◆ DOCUMENT SEGMENT ◆

A dummy gate material is deposited and then patterned to form dummy gates (not shown), followed by gate spacer 150 and BDI layer 115 formation by a conformal dielectric liner deposition followed by anisotropic etch. The BDI layer 115 is located directly atop the underlying substrate layer 112. Then, the nanosheet stack at the S/D region 104 is recessed, followed by indentation of sacrificial layers (not shown) and inner spacer 155 formation. Then, the first upper source/drain 165A, the second upper source/drain 165B, the first lower source/drain 165C, the second lower source/drain 165D, the third upper source/drain 165E, and the third lower source/drain 165F are epitaxially grown over exposed sidewalls of the plurality of lower nanosheets 120, 125 and the plurality of upper nanosheets 135, 140, 145, followed by ILD 170 deposition and CMP to remove a dummy gate hard mask (not shown). Then, the sacrificial layers (not shown) are removed, followed by gate 160 formation. The first lower source/drain 165C, the second lower source/drain 165D, and the third lower source/drain 165F are formed directly atop the BDI layer 115. The first upper source/drain 165A (i.e., the upper source/drain in the claims), the second upper source/drain 165B, and the third upper source/drain 165E are formed over the first lower source/drain 165C (i.e., the lower source drain in the claims), the second lower source/drain 165D, and the third lower source/drain 165F, respectively, within the ILD 170.
The first upper source/drain 165A, the second upper source/drain 165B, the first lower source/drain 165C, the second lower source/drain 165D, the third upper source/drain 165E, and the third lower source/drain 165F can be for example, a n-type epitaxy, or a p-type epitaxy. For n-type epitaxy, an n-type dopant selected from a group of phosphorus (P), arsenic (As) and/or antimony (Sb) can be used. For p-type epitaxy, a p-type dopant selected from a group of boron (B), gallium (Ga), indium (In), and/or thallium (TI) can be used. Other doping techniques such as ion implantation, gas phase doping, plasma doping, plasma immersion ion implantation, cluster doping, infusion doping, liquid phase doping, solid phase doping, and/or any suitable combination of those techniques can be used. In some embodiments, dopants are activated by thermal annealing such as laser annealing, flash annealing, rapid thermal annealing (RTA) or any suitable combination of those techniques.
In
In
Thus, the first frontside dielectric liner 192, the second frontside dielectric liner 194, the first frontside gate cut dielectric pillar 190, the second frontside gate cut dielectric pillar 195, and the backside gate cut dielectric pillar 250 are comprised of a same dielectric material. The first backside dielectric fill 240, the second backside dielectric fill 245, and the frontside dielectric fill 200 are comprised of a different dielectric material. In
In
A backside surface of the first frontside gate cut dielectric pillar 190 extends a first width W1 along the y-axis. A backside surface of the second frontside gate cut dielectric pillar 195 also extends the first width W1 along the y-axis. The second backside dielectric fill 245 is in direct contact with the backside surface of the first frontside gate cut dielectric pillar 190. The first backside dielectric fill 240 is in direct contact with the backside surface of the second frontside gate cut dielectric pillar 195. A frontside surface of the first backside dielectric fill 240 and a frontside surface of the second backside dielectric fill 245 each extend a second width W2 along the y-axis. The second width W2 is greater than the first width W1.

◆ EXERCISE INPUT ◆
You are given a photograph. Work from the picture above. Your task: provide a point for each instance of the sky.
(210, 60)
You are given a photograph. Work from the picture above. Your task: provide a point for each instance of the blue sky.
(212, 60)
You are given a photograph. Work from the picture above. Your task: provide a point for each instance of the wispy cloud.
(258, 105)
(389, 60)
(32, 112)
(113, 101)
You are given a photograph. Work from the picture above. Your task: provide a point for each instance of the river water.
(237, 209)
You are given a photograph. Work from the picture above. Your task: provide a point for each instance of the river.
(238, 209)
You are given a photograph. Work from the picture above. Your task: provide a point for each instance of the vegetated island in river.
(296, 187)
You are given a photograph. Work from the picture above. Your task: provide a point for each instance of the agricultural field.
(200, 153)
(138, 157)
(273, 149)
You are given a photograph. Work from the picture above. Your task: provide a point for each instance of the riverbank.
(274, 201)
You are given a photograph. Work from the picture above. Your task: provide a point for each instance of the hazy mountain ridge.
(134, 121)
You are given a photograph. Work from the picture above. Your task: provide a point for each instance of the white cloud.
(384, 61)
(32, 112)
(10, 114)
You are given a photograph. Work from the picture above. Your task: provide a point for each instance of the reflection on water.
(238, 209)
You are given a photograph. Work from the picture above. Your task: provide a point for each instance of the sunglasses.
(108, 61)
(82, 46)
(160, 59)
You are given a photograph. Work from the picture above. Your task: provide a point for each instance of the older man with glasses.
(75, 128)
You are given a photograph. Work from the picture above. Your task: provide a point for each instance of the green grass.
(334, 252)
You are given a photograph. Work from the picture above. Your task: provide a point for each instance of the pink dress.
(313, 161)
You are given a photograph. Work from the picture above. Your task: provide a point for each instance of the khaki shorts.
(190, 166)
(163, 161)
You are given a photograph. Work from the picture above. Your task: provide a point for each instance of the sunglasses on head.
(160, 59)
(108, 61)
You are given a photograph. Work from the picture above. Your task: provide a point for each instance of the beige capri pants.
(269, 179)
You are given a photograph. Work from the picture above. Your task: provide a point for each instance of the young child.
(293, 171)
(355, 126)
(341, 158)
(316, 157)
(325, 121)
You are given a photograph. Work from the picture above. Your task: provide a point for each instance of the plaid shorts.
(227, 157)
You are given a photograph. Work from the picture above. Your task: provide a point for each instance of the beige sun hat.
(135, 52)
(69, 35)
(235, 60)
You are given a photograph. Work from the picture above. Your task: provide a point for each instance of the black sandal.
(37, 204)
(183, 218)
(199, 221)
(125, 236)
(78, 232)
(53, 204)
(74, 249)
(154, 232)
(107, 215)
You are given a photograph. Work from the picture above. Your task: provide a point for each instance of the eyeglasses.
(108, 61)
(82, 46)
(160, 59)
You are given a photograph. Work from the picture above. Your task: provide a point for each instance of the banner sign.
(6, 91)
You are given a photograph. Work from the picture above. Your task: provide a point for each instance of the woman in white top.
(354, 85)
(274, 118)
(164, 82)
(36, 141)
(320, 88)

◆ STATED EXERCISE A ◆
According to the nanosheet fabrication text, which dopants may be selected for n-type epitaxy?
◆ STATED EXERCISE B ◆
Arrange the records from the line containing "in white top." through the end of the records as a two-column CSV with the columns task and value, one row per item, each field quoted and line breaks replaced by spaces.
The records are unrelated to the nanosheet fabrication text.

◆ WORKED ANSWER A ◆
Phosphorus (P), arsenic (As), and/or antimony (Sb).

◆ WORKED ANSWER B ◆
task,value
"You are given a photograph. Work from the picture above. Your task: provide a point for each instance of the woman in white top.","(354, 85) (274, 118) (164, 82) (36, 141) (320, 88)"